After a second set of tennis with his friend one morning back in 2007, Robert complained of feeling nauseous. Moments later he collapsed, motionless, without any discernable pulse. It was later determined that Robert had suffered from sudden cardiac death, an episode from which only two percent of its victims survive. But he was lucky.
“The fact that I made it was attributable to an extraordinarily low-odds event,” says Robert. “Before I had collapsed on the court, there had been two auto accidents that occurred near the tennis center. Ambulances had been dispatched from town, which was five or six miles away — normally it would take thirty to forty minutes to get an ambulance to a site out in the country.
“One of the accidents wasn’t serious, and so when the call came in that they had a serious case at the tennis center, the driver of that second ambulance was able to peel off, come to my aid only a few hundred yards from where he was, and, except for that immediate attention, I would be among the ninety-eight percent of the people who don’t survive episodes of cardiac death.”
As an economist, it’s not in Robert’s nature to say he was destined to survive. But lucky? He’ll take it. Obviously, not suffering from cardiac arrest would have been luckier, but he happened to be in the right place at the right time that its effects were mitigated and he lives on to write books and appear on podcasts.
But being in the wrong place at the wrong time can just as easily result in consequences beyond anyone’s control, such as when founding ELO member Mike Edwards was killed by an errant hay bale in a freak crash in 2010.

Supplied data -
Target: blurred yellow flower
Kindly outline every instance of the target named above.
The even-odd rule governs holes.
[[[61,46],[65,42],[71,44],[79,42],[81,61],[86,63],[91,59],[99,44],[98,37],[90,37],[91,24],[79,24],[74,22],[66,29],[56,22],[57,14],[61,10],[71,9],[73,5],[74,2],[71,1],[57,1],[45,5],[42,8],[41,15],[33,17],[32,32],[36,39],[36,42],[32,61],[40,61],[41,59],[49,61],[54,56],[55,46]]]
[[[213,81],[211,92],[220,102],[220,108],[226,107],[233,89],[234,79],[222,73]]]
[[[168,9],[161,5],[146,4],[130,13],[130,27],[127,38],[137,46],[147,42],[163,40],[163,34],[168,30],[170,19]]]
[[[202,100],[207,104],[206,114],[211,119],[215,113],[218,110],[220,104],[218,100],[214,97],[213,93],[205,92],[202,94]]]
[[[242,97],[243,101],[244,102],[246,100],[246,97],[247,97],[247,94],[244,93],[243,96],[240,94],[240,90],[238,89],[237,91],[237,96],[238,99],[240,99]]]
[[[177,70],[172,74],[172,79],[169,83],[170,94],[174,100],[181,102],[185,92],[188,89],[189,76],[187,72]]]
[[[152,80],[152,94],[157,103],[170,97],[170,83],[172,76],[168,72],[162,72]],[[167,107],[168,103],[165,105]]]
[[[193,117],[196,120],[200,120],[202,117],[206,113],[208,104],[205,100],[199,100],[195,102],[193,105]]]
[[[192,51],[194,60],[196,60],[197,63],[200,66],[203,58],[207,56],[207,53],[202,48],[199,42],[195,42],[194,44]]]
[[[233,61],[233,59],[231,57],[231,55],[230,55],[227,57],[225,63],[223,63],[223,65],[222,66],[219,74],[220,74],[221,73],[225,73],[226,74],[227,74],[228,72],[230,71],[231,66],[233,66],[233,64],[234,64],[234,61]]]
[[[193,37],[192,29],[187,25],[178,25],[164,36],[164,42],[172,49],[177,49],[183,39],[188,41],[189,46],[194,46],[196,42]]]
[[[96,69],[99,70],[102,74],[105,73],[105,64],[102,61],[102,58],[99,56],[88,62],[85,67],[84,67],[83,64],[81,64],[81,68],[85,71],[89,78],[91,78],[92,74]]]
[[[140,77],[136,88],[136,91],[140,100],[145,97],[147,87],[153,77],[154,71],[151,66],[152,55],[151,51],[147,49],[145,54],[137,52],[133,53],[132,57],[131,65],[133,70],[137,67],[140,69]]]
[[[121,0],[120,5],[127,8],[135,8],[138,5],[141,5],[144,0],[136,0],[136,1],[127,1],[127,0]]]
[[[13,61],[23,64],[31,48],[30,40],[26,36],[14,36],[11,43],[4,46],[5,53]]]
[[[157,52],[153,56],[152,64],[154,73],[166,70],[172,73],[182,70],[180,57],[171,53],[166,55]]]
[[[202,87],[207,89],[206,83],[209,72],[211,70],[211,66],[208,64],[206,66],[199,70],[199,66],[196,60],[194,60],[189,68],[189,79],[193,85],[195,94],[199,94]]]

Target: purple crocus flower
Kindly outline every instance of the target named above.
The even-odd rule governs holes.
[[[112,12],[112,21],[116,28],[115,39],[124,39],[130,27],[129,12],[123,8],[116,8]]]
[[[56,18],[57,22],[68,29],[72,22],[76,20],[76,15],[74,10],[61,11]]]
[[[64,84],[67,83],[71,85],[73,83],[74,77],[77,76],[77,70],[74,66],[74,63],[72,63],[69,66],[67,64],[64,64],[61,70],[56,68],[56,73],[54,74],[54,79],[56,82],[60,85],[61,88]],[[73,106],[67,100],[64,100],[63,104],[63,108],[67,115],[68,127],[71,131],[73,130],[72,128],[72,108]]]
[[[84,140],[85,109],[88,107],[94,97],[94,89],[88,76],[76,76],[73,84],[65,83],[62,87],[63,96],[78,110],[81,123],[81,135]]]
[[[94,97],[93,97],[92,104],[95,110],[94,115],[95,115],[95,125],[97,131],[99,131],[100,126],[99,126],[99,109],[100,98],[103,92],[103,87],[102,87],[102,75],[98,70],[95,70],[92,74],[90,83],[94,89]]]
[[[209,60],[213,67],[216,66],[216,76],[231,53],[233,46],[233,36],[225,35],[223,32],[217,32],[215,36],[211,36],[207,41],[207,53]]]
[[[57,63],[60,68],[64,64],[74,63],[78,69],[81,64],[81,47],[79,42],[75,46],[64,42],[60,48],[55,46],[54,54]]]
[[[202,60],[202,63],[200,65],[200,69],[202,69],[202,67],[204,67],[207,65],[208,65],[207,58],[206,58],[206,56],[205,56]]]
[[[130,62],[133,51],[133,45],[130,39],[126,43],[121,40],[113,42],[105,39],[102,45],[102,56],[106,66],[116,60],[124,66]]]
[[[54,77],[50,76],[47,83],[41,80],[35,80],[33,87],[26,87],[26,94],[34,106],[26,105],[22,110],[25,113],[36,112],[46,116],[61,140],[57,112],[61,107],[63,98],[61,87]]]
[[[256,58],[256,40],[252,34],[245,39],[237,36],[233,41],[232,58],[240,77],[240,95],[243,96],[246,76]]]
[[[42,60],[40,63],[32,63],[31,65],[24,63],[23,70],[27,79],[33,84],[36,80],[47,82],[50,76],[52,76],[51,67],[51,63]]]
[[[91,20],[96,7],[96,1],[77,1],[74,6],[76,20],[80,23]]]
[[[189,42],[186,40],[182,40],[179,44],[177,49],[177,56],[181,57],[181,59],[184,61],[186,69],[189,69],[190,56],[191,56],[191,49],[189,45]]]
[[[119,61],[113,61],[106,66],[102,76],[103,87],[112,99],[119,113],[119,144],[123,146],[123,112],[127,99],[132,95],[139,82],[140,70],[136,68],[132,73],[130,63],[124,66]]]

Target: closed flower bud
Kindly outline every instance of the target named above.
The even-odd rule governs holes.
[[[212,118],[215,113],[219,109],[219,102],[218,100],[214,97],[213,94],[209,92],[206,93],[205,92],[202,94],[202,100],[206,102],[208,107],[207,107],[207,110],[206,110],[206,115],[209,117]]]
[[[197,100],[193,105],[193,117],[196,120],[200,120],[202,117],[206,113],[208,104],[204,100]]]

Work instructions -
A. Reproduce the part of the account of Robert's tennis-court collapse that opens with the words containing "As an economist, it’s" and closes with "crash in 2010.".
B. Write the next part of the account of Robert's tennis-court collapse and his luck, beginning right after its final sentence.

The responses -
A.
As an economist, it’s not in Robert’s nature to say he was destined to survive. But lucky? He’ll take it. Obviously, not suffering from cardiac arrest would have been luckier, but he happened to be in the right place at the right time that its effects were mitigated and he lives on to write books and appear on podcasts.
But being in the wrong place at the wrong time can just as easily result in consequences beyond anyone’s control, such as when founding ELO member Mike Edwards was killed by an errant hay bale in a freak crash in 2010.

B.
As a society, we don’t shy away from saying luck (or lack thereof) had a part to play in each of these scenarios. It’s when life and death aren’t on the line that we seem to easily dismiss its influence.
“When luck plays out as it normally does in life, it’s in far more subtle ways and we tend not to notice it’s important in those cases. We see successful people, thirty years into their careers; almost all of them are hard-working and talented. There are a few examples to the contrary — lip-syncing boy bands or various others who have succeeded without much hard work or talent — but most of the people who make it big really do work hard. They really are talented.”
As someone who’s experienced success constructs a narrative of the path he or she has taken to get there, it’s the bumps along that path that tend to be most memorable: the long hours, the solved problems, and the formidable opponents easily spring to mind because those are the hurdles encountered most often on such a path. But easily forgotten are the infrequent — but not inconsequential — boosts that also happened. We might forget the teacher who kept us out of trouble in the eleventh grade. Or the promotion we got when a slightly more qualified colleague couldn’t accept it because he had to care for an ailing parent.
“So you’re riding a bike into a heavy wind; you’re conscious of that wind and how it’s making life difficult for you every inch of the way,” says Robert. “The course changes direction; now you’ve got the wind at your back. You’re delighted to have gotten out of that headwind and you’re happy for — what? Twenty seconds? And then after that, it’s no longer in your conscious focus. You’ve got a wind at your back, but you’re not thinking about that because there’s nothing you have to do. You don’t have to work against it.
“And it’s the same with events in life. If you had to battle against an obstacle, you’re hyper-conscious of that. You remember it; you include it in your story. If you had a wind at your back, that’s something you just don’t notice. And so I think in complete innocence, successful people tend to look back on their lives and say, ‘Wow. I did it all myself.'”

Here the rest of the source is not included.